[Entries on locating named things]

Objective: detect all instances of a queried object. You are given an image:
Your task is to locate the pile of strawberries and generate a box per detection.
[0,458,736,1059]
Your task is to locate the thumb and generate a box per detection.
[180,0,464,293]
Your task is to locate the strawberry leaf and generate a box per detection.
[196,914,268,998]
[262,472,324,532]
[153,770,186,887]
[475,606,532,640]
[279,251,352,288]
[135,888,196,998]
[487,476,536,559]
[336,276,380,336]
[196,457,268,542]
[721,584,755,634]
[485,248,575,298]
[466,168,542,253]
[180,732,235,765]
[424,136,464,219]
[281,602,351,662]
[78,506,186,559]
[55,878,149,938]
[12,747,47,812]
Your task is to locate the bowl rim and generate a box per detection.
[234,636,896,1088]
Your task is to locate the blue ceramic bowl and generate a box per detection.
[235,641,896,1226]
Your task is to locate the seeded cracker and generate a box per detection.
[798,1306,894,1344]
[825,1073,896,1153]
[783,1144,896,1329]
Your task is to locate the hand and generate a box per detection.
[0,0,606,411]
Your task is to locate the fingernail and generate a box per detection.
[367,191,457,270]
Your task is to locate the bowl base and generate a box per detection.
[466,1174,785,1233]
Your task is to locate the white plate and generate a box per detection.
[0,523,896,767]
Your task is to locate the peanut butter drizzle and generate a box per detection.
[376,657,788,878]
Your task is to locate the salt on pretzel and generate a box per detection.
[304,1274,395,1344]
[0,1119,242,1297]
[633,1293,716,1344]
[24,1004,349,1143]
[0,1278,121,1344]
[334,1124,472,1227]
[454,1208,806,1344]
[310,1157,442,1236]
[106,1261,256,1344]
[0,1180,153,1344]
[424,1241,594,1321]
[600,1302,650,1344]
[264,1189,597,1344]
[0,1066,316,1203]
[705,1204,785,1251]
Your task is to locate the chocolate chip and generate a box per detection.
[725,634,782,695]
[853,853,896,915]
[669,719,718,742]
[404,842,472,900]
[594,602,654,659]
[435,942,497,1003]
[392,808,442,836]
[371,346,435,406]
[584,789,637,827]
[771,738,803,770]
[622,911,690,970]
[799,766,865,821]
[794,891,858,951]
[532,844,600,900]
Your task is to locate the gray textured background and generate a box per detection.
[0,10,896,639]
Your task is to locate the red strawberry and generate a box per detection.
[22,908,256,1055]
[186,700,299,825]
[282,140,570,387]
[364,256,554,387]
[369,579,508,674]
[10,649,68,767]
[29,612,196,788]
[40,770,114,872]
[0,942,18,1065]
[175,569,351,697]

* [The problem]
Rewrite the records above, changing "generate a box per detection" to "draw one box for each match" everywhere it appears and keeping everything else the same.

* [Solved problem]
Objective: detect all instances of a queried object. You are given an image:
Your task is to locate the pile of strawberries and draw one box for each match.
[0,458,736,1059]
Your task is to locate the thumb and draw one box for each match.
[180,0,464,293]
Your task is to locate the strawberry leaf and draw one box for each match.
[196,914,268,998]
[262,472,324,532]
[153,770,186,887]
[475,606,532,640]
[279,251,352,288]
[135,888,196,998]
[487,476,536,559]
[336,276,380,336]
[196,457,268,542]
[721,584,755,634]
[485,248,575,298]
[466,168,542,253]
[180,732,235,765]
[424,136,464,219]
[281,602,351,662]
[78,506,186,559]
[55,878,149,938]
[12,747,47,812]
Your task is to locate the bowl rim and draw one box for each match.
[234,636,896,1088]
Your task is to locate the blue ceramic bowl and draw one box for each match.
[235,641,896,1226]
Your task is to locate the seeded cracker and draw one box for each match.
[798,1306,894,1344]
[825,1073,896,1153]
[783,1144,896,1329]
Your task is to locate the hand and draw one box for each match.
[0,0,606,411]
Your task is to locate the fingernail and draw one box for each match.
[367,191,457,270]
Your task is to locate the bowl base and draw one box for each match.
[466,1174,785,1233]
Your task is to locate the white plate and draw one box for each match.
[0,523,896,767]
Your task is to locate the peanut butter drizzle and draw one box for each match.
[376,657,788,878]
Your task is to locate the salt on pretzel and draw one box for each match.
[304,1274,395,1344]
[0,1119,242,1297]
[633,1293,716,1344]
[24,1004,349,1143]
[0,1278,121,1344]
[334,1124,472,1227]
[454,1208,806,1344]
[310,1157,442,1236]
[106,1261,256,1344]
[0,1180,153,1344]
[424,1241,594,1321]
[600,1302,650,1344]
[264,1189,597,1344]
[0,1066,316,1203]
[705,1204,785,1251]
Your task is to locate the chocolate chip and draw one box for each match.
[725,634,782,695]
[853,853,896,915]
[669,719,718,742]
[404,842,472,900]
[594,602,654,659]
[435,942,497,1003]
[392,808,442,836]
[371,346,435,406]
[584,789,637,827]
[771,738,803,770]
[622,911,690,970]
[799,766,865,821]
[794,891,858,951]
[532,844,600,900]
Your task is to locate the gray textured background and draw one box for each match.
[0,10,896,639]
Your task is to locate the red strawberry and draw one box for each match.
[22,908,256,1055]
[186,700,299,825]
[282,140,570,387]
[364,256,554,387]
[369,579,508,674]
[10,649,68,767]
[29,612,196,788]
[40,770,114,872]
[0,942,18,1065]
[175,569,351,697]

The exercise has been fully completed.